- _Task description_: Your answer must be an exact transcription of the data, with every picture omitted.
----------
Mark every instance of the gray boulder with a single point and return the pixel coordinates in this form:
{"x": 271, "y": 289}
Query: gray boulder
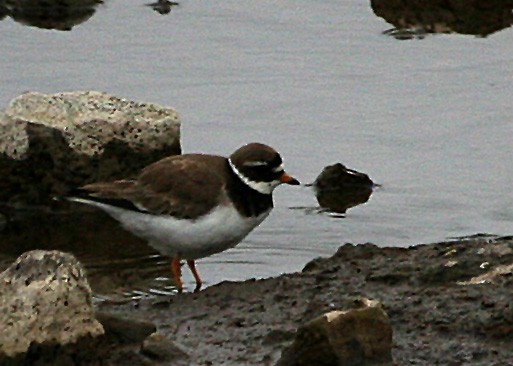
{"x": 51, "y": 143}
{"x": 44, "y": 298}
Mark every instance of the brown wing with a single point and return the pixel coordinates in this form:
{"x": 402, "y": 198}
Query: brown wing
{"x": 177, "y": 186}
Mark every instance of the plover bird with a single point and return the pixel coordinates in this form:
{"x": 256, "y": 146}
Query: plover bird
{"x": 195, "y": 205}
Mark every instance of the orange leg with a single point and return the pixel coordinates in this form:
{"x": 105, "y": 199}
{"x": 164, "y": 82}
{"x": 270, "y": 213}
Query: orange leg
{"x": 177, "y": 273}
{"x": 192, "y": 266}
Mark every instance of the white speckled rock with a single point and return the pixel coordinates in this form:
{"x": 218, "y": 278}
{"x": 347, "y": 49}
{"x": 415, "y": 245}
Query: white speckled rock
----------
- _Answer space_:
Mark every instance of the gray boulder with a single point and return the pixel coordinates in this form:
{"x": 271, "y": 289}
Query: gray boulder
{"x": 51, "y": 143}
{"x": 44, "y": 298}
Mark every instance of the brown wing with a single point and return the pixel coordinates in this form:
{"x": 402, "y": 198}
Query: brown wing
{"x": 177, "y": 186}
Mark every instance of the plover bird with a single point and return the pixel coordinates in this form:
{"x": 256, "y": 146}
Query: plover bird
{"x": 195, "y": 205}
Mark every instance of the orange leg with a single point and return the pixel coordinates in this form:
{"x": 105, "y": 199}
{"x": 164, "y": 82}
{"x": 270, "y": 213}
Query: orange leg
{"x": 177, "y": 273}
{"x": 192, "y": 266}
Mark every instance of the white speckled rock with a single point and return the pixel coordinates in this form:
{"x": 218, "y": 278}
{"x": 347, "y": 49}
{"x": 415, "y": 245}
Query: white speckled rock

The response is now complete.